**REQUEST**: Reproduce the following data line for line, leaving every character unchanged.

**DATA EXTRACT**:
#####
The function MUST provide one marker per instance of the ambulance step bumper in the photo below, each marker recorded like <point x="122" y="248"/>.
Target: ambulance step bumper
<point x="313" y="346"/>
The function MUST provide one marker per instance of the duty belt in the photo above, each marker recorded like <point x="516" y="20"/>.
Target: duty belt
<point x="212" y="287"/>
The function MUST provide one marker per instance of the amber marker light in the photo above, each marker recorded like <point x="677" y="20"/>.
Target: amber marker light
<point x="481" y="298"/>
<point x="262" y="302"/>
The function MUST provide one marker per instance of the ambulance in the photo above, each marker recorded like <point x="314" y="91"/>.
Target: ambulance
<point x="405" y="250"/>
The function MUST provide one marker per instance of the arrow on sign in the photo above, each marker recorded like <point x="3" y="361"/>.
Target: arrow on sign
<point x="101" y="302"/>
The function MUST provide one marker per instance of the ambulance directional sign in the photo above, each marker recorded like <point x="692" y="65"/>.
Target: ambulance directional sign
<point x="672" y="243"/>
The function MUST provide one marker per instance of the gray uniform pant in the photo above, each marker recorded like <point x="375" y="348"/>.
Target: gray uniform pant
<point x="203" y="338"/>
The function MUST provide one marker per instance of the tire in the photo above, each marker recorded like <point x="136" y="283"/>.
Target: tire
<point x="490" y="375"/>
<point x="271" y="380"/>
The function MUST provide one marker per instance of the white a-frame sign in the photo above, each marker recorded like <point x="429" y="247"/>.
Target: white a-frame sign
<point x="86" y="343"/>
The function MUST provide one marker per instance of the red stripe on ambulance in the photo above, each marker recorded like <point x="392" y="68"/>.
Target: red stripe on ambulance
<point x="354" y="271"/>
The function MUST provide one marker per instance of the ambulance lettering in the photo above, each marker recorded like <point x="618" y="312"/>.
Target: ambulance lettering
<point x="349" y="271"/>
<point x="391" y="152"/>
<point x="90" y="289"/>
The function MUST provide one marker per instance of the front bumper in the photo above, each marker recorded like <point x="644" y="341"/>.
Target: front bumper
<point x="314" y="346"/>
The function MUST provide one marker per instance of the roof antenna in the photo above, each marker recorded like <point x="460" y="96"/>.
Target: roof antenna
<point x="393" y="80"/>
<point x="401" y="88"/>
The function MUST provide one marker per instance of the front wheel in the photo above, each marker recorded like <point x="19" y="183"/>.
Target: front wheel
#####
**SOLUTION TO THIS EXERCISE**:
The function MUST provide one marker per instance of the ambulance step bumper in the photo below, each marker recorded like <point x="122" y="248"/>.
Target: ambulance step bumper
<point x="313" y="346"/>
The function MUST provide one marker per instance of the duty belt in the photo above, each marker recorded like <point x="516" y="20"/>.
Target: duty belt
<point x="212" y="287"/>
The function MUST provide one marker per instance of the amber marker light in the photo above, each marker recorded like <point x="677" y="20"/>.
Target: amber marker light
<point x="481" y="298"/>
<point x="262" y="302"/>
The function MUST provide one marker per instance of the ambulance in the photo above, each marker recorded like <point x="314" y="91"/>.
Target: ambulance
<point x="405" y="250"/>
The function MUST provide one marker per instance of the arrow on sign in the photo above, each marker recorded like <point x="3" y="361"/>.
Target: arrow on sign
<point x="101" y="302"/>
The function MUST provide one marker per instance of the ambulance directional sign in the photo above, each marker recorded like <point x="692" y="65"/>.
Target: ambulance directional sign
<point x="672" y="243"/>
The function MUST provide one marker per instance of the gray uniform pant in the photo above, each marker recorded like <point x="375" y="348"/>.
Target: gray uniform pant
<point x="203" y="338"/>
The function MUST provide one marker per instance of the tire in the photo above, each marker recorded like <point x="136" y="283"/>.
Target: tire
<point x="490" y="375"/>
<point x="271" y="380"/>
The function MUST provide one marker per instance of the white a-frame sign in the photo above, each marker recorded like <point x="429" y="247"/>.
Target: white a-frame sign
<point x="86" y="343"/>
The function MUST provide one marker per instance of the red stripe on ambulance in the photo above, each marker recorded like <point x="392" y="68"/>.
Target: red stripe on ambulance
<point x="354" y="271"/>
The function MUST provide one marker per instance of the ambulance lettering in the photo above, each marker recorded like <point x="618" y="312"/>.
Target: ambulance lettering
<point x="349" y="271"/>
<point x="391" y="152"/>
<point x="90" y="289"/>
The function MUST provide one marker per instance of the front bumper in the photo above, each marker recorded like <point x="644" y="341"/>.
Target: front bumper
<point x="314" y="346"/>
The function MUST provide one marker per instance of the roof antenna in the photo above, each marker recorded like <point x="460" y="96"/>.
Target: roof antenna
<point x="393" y="80"/>
<point x="401" y="88"/>
The function MUST provide one marker per instance of the front wheel in the photo above, each marker recorded like <point x="19" y="183"/>.
Target: front wheel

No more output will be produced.